#### Supplied entries ####
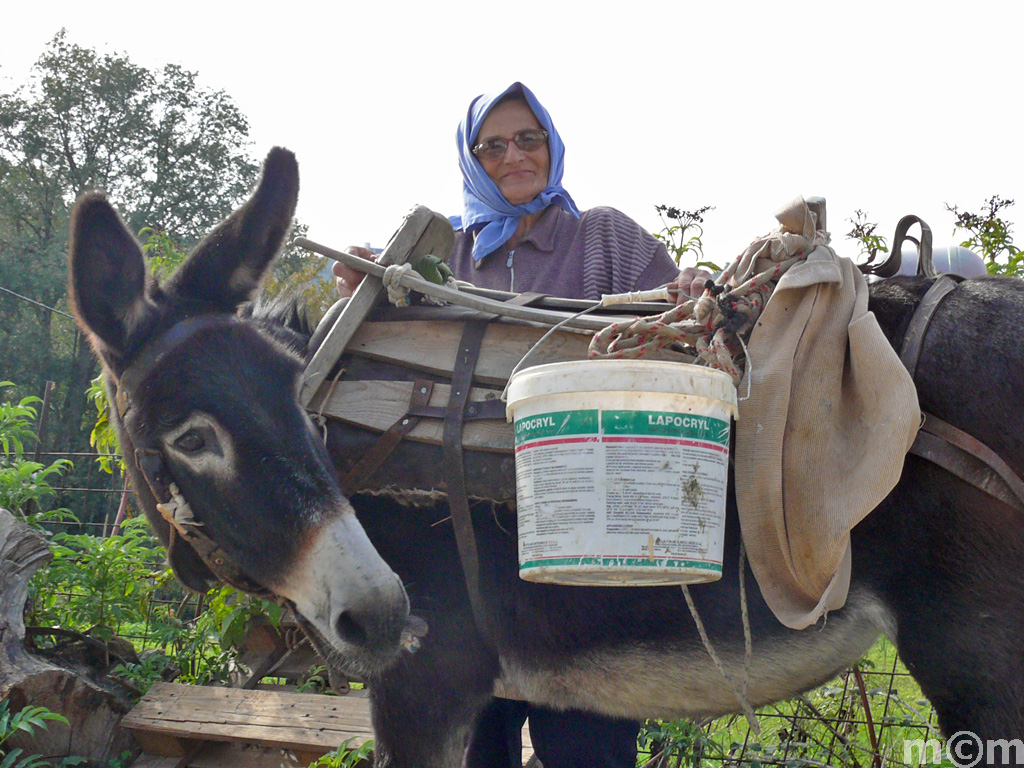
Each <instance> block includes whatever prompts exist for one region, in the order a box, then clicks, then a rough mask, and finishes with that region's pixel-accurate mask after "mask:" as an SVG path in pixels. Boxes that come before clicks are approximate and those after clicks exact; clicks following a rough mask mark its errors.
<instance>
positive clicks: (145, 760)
mask: <svg viewBox="0 0 1024 768" xmlns="http://www.w3.org/2000/svg"><path fill="white" fill-rule="evenodd" d="M177 764H178V758H168V757H164V756H161V755H148V754H143V755H139V756H138V758H136V759H135V762H134V763H132V764H131V768H175V766H177Z"/></svg>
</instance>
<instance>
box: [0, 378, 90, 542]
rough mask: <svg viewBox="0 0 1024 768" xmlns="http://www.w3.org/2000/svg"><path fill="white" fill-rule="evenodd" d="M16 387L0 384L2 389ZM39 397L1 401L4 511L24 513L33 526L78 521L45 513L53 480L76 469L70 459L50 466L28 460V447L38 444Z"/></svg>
mask: <svg viewBox="0 0 1024 768" xmlns="http://www.w3.org/2000/svg"><path fill="white" fill-rule="evenodd" d="M12 386H14V385H13V384H11V382H9V381H0V389H5V388H8V387H12ZM36 402H40V399H39V398H38V397H23V398H22V399H20V400H18V401H17V402H13V401H9V400H3V401H0V449H2V450H3V455H2V456H0V507H3V508H5V509H8V510H10V511H12V512H18V513H20V515H22V517H23V518H24V519H26V520H27V521H28V522H30V523H37V524H38V522H39V521H40V520H41V519H43V518H50V519H52V518H54V517H67V518H71V519H74V516H73V515H72V514H71V513H70V512H68V510H52V511H44V507H43V502H44V501H45V500H47V499H49V498H51V497H52V496H53V487H52V486H51V485H50V483H49V479H50V478H51V477H54V476H57V475H60V474H61V473H63V472H65V471H66V470H67V469H69V468H70V467H71V466H72V463H71V462H70V461H68V460H67V459H58V460H57V461H55V462H53V463H52V464H50V465H48V466H47V465H44V464H40V463H39V462H35V461H30V460H29V459H26V458H25V446H26V444H27V443H33V442H36V439H37V438H36V434H35V432H34V431H33V430H34V423H35V420H36V409H35V408H34V407H33V406H34V403H36Z"/></svg>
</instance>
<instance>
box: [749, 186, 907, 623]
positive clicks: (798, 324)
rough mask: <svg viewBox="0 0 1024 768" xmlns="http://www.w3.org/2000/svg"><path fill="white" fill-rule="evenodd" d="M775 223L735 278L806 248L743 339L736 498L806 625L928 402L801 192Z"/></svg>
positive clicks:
####
Copy every line of the items above word for word, but leave out the pictures.

Each <instance> block includes whatever prompts exist for one region, in the order a box, then clicks, then a rough mask, and finishes with that region's pixel-accurate mask after "mask:" as an SVG path in pixels. Boxes that come before clicks are approximate and those after clicks exact; clicks following a rough mask mark its errors.
<instance>
positive clicks: (145, 760)
mask: <svg viewBox="0 0 1024 768" xmlns="http://www.w3.org/2000/svg"><path fill="white" fill-rule="evenodd" d="M177 764H178V758H168V757H164V756H161V755H148V754H143V755H139V756H138V758H136V759H135V762H134V763H132V764H131V768H175V766H177Z"/></svg>
</instance>
<instance>
box: [0, 378, 90, 542]
rough mask: <svg viewBox="0 0 1024 768" xmlns="http://www.w3.org/2000/svg"><path fill="white" fill-rule="evenodd" d="M16 387L0 384L2 389ZM39 397L1 401L4 511L24 513L33 526L78 521L45 513L53 480L76 469L70 459L50 466L28 460V447L38 444Z"/></svg>
mask: <svg viewBox="0 0 1024 768" xmlns="http://www.w3.org/2000/svg"><path fill="white" fill-rule="evenodd" d="M12 386H14V385H13V384H11V382H9V381H0V389H5V388H8V387H12ZM36 402H40V399H39V398H38V397H23V398H22V399H20V400H18V401H17V402H13V401H9V400H3V401H0V449H2V450H3V455H2V456H0V507H3V508H5V509H8V510H10V511H12V512H18V513H20V515H22V517H23V518H24V519H26V520H27V521H28V522H30V523H37V524H38V522H39V521H40V520H41V519H43V518H50V519H52V518H54V517H67V518H71V519H74V516H73V515H72V514H71V513H70V512H68V510H52V511H44V507H43V502H44V501H45V500H47V499H49V498H51V497H52V496H53V487H52V486H51V485H50V483H49V479H50V478H51V477H54V476H57V475H60V474H61V473H63V472H65V471H66V470H67V469H69V468H70V467H71V466H72V463H71V462H70V461H68V460H67V459H58V460H57V461H55V462H53V463H52V464H50V465H48V466H47V465H44V464H40V463H39V462H35V461H30V460H29V459H26V458H25V446H26V444H27V443H33V442H36V439H37V438H36V434H35V432H34V431H33V430H34V423H35V420H36V409H35V408H34V407H33V406H34V403H36Z"/></svg>
</instance>
<instance>
box: [749, 186, 907, 623]
positive clicks: (798, 324)
rough mask: <svg viewBox="0 0 1024 768" xmlns="http://www.w3.org/2000/svg"><path fill="white" fill-rule="evenodd" d="M775 223L735 278L806 248L743 339L736 498L806 625L928 402L801 192Z"/></svg>
positive clicks:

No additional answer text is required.